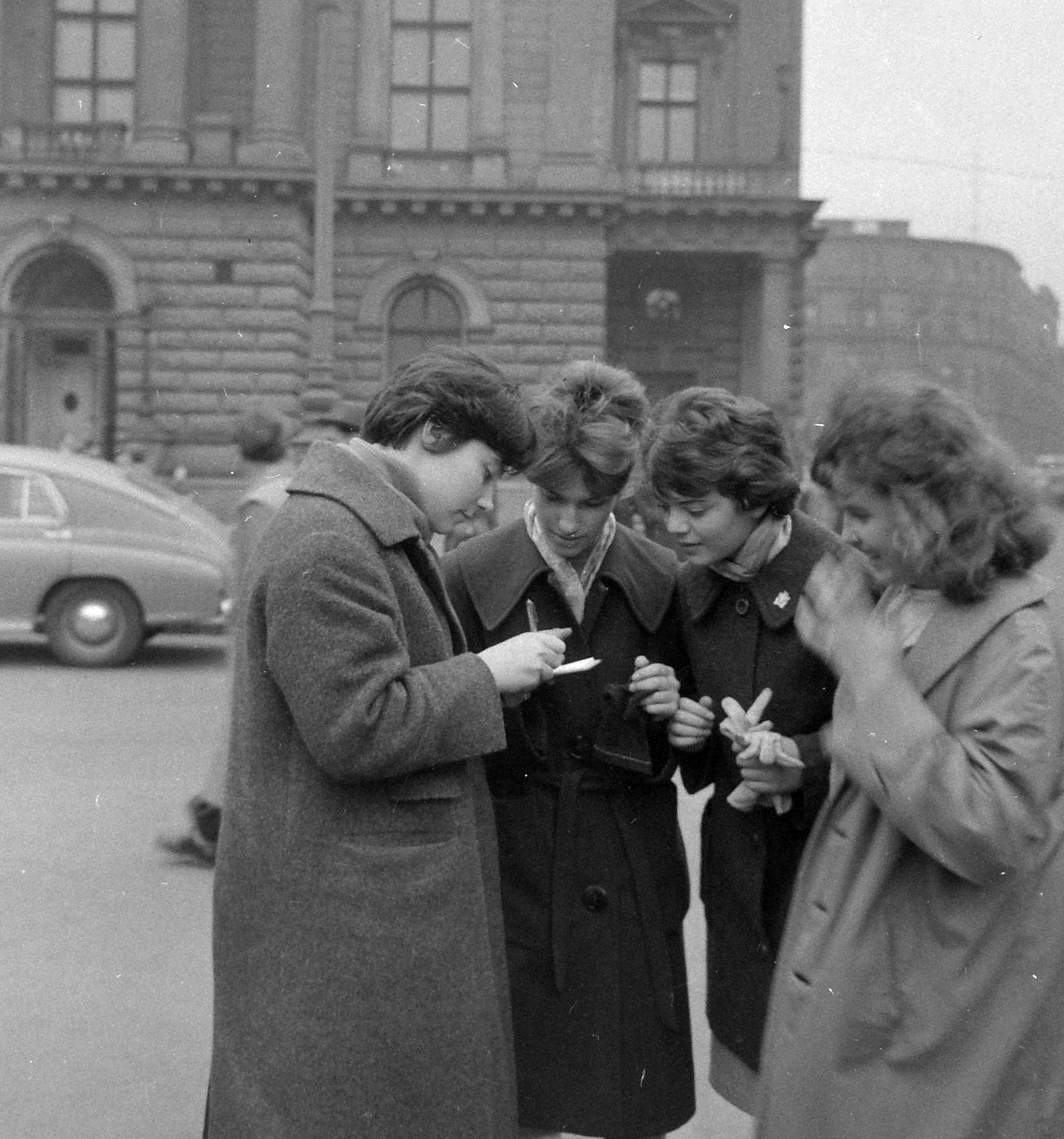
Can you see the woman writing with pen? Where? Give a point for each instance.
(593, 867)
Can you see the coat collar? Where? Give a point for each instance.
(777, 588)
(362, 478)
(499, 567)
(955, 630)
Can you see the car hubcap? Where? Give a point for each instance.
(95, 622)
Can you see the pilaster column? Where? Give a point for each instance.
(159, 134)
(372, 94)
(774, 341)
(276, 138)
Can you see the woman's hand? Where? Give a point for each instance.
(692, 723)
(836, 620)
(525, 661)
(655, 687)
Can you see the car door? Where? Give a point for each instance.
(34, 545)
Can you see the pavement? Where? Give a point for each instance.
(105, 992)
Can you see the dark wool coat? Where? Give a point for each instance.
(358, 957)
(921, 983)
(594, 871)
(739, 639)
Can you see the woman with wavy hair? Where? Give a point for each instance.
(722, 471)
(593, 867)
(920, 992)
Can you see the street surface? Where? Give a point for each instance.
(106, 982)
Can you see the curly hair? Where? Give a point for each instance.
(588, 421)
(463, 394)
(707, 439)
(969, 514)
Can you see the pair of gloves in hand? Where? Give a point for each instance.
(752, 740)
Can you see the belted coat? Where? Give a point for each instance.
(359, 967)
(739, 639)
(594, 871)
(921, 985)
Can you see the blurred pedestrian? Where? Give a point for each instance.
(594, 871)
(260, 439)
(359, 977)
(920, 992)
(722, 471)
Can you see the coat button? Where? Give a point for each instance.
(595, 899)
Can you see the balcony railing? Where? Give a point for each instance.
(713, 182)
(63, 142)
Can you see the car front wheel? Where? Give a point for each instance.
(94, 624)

------

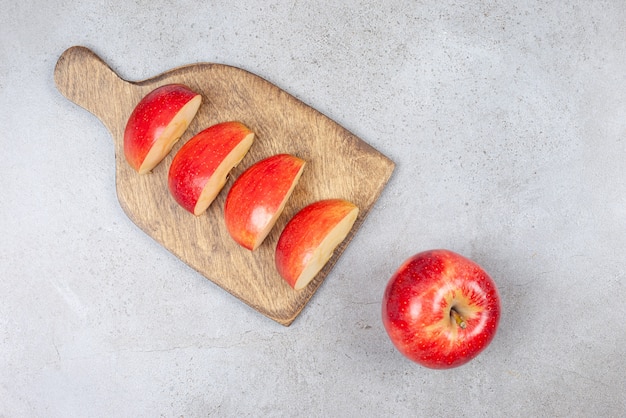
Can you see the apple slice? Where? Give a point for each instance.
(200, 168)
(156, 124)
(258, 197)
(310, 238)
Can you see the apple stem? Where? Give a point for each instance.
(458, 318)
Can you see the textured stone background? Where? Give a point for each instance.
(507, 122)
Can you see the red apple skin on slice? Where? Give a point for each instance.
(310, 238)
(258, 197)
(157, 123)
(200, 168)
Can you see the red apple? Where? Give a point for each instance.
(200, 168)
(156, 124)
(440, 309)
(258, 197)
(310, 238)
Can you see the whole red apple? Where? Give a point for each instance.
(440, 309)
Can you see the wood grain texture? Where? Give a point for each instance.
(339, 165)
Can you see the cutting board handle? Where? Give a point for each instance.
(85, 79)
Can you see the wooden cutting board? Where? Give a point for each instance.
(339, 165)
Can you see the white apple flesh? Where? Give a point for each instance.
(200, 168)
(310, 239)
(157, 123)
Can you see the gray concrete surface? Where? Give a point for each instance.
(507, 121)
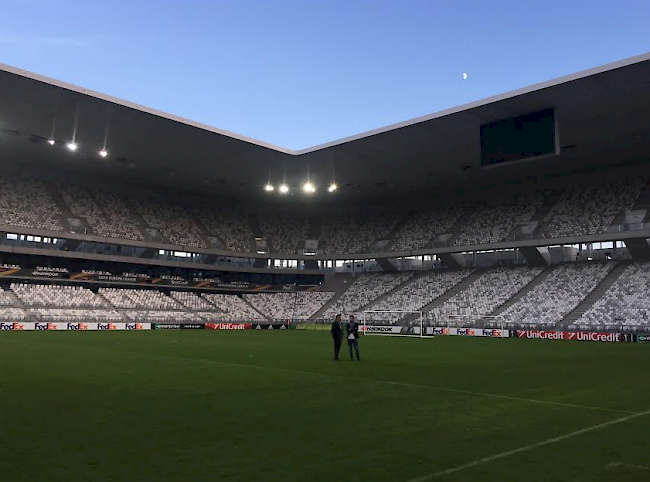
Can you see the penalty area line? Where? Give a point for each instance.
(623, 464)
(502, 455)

------

> PROBLEM STATEMENT
Locate each line in the entries above that contains the string "coat" and copy it out. The match is case-sensitive.

> SOLUTION TO THE PROBLEM
Can you see the coat collar? Where? Give a point for each instance.
Can you see the dark wool coat? Where? Give a point for each instance.
Can you see the belted coat? Where? Give a point for each instance.
Can you see the coat button? Where? Give a point for each instance.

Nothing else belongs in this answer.